Stored entries:
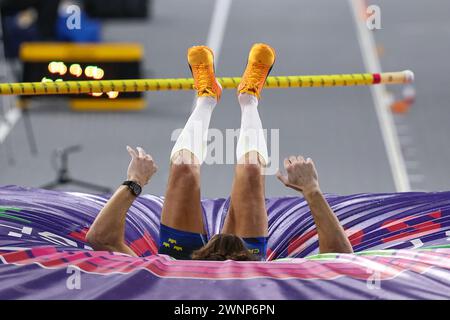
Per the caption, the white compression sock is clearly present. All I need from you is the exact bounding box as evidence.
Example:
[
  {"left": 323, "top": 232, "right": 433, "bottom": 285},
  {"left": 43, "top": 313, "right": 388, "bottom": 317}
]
[
  {"left": 170, "top": 96, "right": 216, "bottom": 164},
  {"left": 236, "top": 93, "right": 269, "bottom": 165}
]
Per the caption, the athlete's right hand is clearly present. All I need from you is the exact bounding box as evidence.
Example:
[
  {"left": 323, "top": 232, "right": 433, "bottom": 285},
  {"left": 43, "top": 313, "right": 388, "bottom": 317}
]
[
  {"left": 126, "top": 146, "right": 158, "bottom": 186},
  {"left": 276, "top": 156, "right": 320, "bottom": 198}
]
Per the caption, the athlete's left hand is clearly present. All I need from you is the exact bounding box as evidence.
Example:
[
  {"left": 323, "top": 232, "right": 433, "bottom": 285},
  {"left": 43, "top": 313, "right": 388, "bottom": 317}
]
[{"left": 126, "top": 146, "right": 158, "bottom": 186}]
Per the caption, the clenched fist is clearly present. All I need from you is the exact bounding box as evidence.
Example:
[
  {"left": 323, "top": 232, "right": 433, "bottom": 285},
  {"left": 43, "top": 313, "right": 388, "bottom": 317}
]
[
  {"left": 126, "top": 146, "right": 158, "bottom": 187},
  {"left": 277, "top": 156, "right": 320, "bottom": 197}
]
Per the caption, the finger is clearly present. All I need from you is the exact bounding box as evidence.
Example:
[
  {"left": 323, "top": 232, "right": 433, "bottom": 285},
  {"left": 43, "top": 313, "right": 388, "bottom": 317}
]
[
  {"left": 289, "top": 156, "right": 297, "bottom": 164},
  {"left": 284, "top": 158, "right": 290, "bottom": 169},
  {"left": 297, "top": 155, "right": 305, "bottom": 163},
  {"left": 126, "top": 146, "right": 138, "bottom": 158},
  {"left": 306, "top": 157, "right": 316, "bottom": 168},
  {"left": 137, "top": 146, "right": 146, "bottom": 158},
  {"left": 145, "top": 154, "right": 153, "bottom": 161},
  {"left": 309, "top": 160, "right": 318, "bottom": 175}
]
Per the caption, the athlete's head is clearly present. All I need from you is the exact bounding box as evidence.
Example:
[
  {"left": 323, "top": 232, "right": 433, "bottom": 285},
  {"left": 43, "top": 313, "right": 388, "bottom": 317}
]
[{"left": 191, "top": 234, "right": 259, "bottom": 261}]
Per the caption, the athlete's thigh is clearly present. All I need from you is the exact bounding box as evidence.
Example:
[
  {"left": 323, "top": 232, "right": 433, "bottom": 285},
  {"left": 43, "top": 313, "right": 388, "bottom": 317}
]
[
  {"left": 222, "top": 165, "right": 268, "bottom": 237},
  {"left": 161, "top": 156, "right": 204, "bottom": 234}
]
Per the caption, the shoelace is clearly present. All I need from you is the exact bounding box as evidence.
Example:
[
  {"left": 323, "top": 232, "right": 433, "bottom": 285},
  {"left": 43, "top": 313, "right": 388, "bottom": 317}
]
[
  {"left": 193, "top": 64, "right": 214, "bottom": 95},
  {"left": 244, "top": 62, "right": 269, "bottom": 93}
]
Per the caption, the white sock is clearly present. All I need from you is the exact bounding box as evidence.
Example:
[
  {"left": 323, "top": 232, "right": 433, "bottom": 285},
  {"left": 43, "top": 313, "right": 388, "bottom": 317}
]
[
  {"left": 236, "top": 93, "right": 268, "bottom": 165},
  {"left": 170, "top": 96, "right": 216, "bottom": 164}
]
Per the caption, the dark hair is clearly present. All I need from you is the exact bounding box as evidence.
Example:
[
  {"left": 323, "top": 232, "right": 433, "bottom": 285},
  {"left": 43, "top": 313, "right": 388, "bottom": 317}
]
[{"left": 191, "top": 234, "right": 259, "bottom": 261}]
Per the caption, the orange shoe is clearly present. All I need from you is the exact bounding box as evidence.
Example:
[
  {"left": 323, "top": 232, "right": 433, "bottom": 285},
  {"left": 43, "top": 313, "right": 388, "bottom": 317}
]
[
  {"left": 187, "top": 46, "right": 222, "bottom": 100},
  {"left": 237, "top": 43, "right": 276, "bottom": 99}
]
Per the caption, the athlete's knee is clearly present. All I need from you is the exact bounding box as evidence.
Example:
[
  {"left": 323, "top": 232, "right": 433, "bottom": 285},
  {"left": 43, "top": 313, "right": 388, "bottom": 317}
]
[
  {"left": 171, "top": 149, "right": 200, "bottom": 166},
  {"left": 170, "top": 162, "right": 200, "bottom": 185},
  {"left": 237, "top": 151, "right": 265, "bottom": 166}
]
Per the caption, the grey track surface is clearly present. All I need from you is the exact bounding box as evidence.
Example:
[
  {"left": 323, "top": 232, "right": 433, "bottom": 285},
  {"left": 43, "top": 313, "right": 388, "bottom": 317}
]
[
  {"left": 372, "top": 0, "right": 450, "bottom": 191},
  {"left": 0, "top": 0, "right": 448, "bottom": 197}
]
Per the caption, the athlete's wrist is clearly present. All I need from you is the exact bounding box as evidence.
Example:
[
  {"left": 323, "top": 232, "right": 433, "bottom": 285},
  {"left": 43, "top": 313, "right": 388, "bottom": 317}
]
[
  {"left": 302, "top": 186, "right": 322, "bottom": 200},
  {"left": 127, "top": 176, "right": 145, "bottom": 187}
]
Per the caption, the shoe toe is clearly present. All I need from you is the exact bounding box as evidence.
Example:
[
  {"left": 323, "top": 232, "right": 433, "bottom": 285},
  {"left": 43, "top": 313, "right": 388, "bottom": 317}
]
[
  {"left": 188, "top": 46, "right": 214, "bottom": 65},
  {"left": 250, "top": 43, "right": 275, "bottom": 65}
]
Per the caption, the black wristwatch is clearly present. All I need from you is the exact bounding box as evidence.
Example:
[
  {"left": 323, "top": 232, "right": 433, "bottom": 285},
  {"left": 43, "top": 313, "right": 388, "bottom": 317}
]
[{"left": 122, "top": 180, "right": 142, "bottom": 197}]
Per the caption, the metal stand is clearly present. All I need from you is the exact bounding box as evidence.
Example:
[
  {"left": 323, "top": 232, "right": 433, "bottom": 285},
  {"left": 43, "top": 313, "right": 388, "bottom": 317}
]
[{"left": 41, "top": 145, "right": 112, "bottom": 193}]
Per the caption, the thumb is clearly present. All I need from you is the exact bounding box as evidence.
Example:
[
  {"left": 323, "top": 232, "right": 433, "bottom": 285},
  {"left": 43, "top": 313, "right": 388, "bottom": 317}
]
[
  {"left": 126, "top": 146, "right": 137, "bottom": 158},
  {"left": 276, "top": 169, "right": 289, "bottom": 185}
]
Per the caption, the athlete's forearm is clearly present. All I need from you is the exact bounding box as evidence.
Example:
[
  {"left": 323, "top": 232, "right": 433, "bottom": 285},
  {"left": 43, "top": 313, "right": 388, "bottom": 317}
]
[
  {"left": 86, "top": 186, "right": 137, "bottom": 256},
  {"left": 303, "top": 189, "right": 353, "bottom": 254}
]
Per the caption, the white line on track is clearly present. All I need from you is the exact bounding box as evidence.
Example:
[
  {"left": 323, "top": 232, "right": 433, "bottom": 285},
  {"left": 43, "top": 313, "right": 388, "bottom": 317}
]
[
  {"left": 205, "top": 0, "right": 233, "bottom": 66},
  {"left": 348, "top": 0, "right": 411, "bottom": 192},
  {"left": 0, "top": 107, "right": 21, "bottom": 144},
  {"left": 191, "top": 0, "right": 232, "bottom": 110}
]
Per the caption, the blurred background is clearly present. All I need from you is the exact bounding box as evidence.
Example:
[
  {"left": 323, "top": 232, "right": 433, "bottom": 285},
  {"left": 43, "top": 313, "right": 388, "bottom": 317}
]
[{"left": 0, "top": 0, "right": 448, "bottom": 198}]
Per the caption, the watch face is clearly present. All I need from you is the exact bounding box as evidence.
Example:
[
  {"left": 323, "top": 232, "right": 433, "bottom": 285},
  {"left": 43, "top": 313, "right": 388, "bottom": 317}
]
[{"left": 132, "top": 183, "right": 142, "bottom": 195}]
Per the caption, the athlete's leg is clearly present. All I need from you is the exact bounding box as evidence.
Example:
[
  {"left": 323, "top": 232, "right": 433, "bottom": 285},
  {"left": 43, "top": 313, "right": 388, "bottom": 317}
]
[
  {"left": 161, "top": 149, "right": 204, "bottom": 233},
  {"left": 223, "top": 151, "right": 268, "bottom": 237},
  {"left": 223, "top": 94, "right": 269, "bottom": 237},
  {"left": 160, "top": 46, "right": 222, "bottom": 234},
  {"left": 222, "top": 43, "right": 275, "bottom": 238}
]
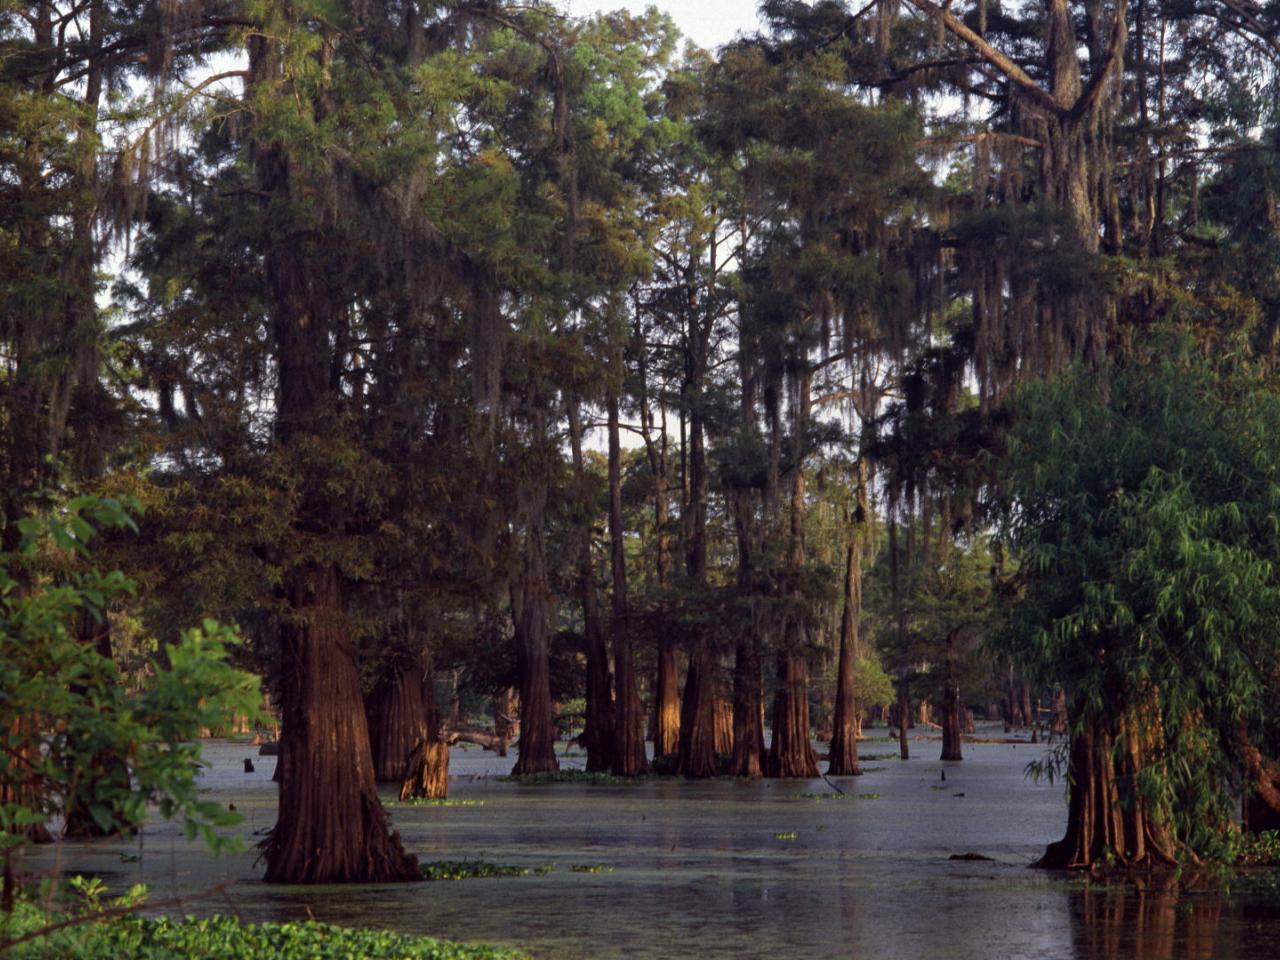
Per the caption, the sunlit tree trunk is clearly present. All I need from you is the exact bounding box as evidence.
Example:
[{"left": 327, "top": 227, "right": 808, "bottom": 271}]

▶ [Directions] Look for the string "sock" in the entries above. Copy every line that has it.

▶ [Your solution]
Per the caption, the white compression sock is clearly present. All I need from you is the exact bounding box as evidence.
Per the caption, the white sock is clearly present. All I need from you is the exact bounding box as evidence.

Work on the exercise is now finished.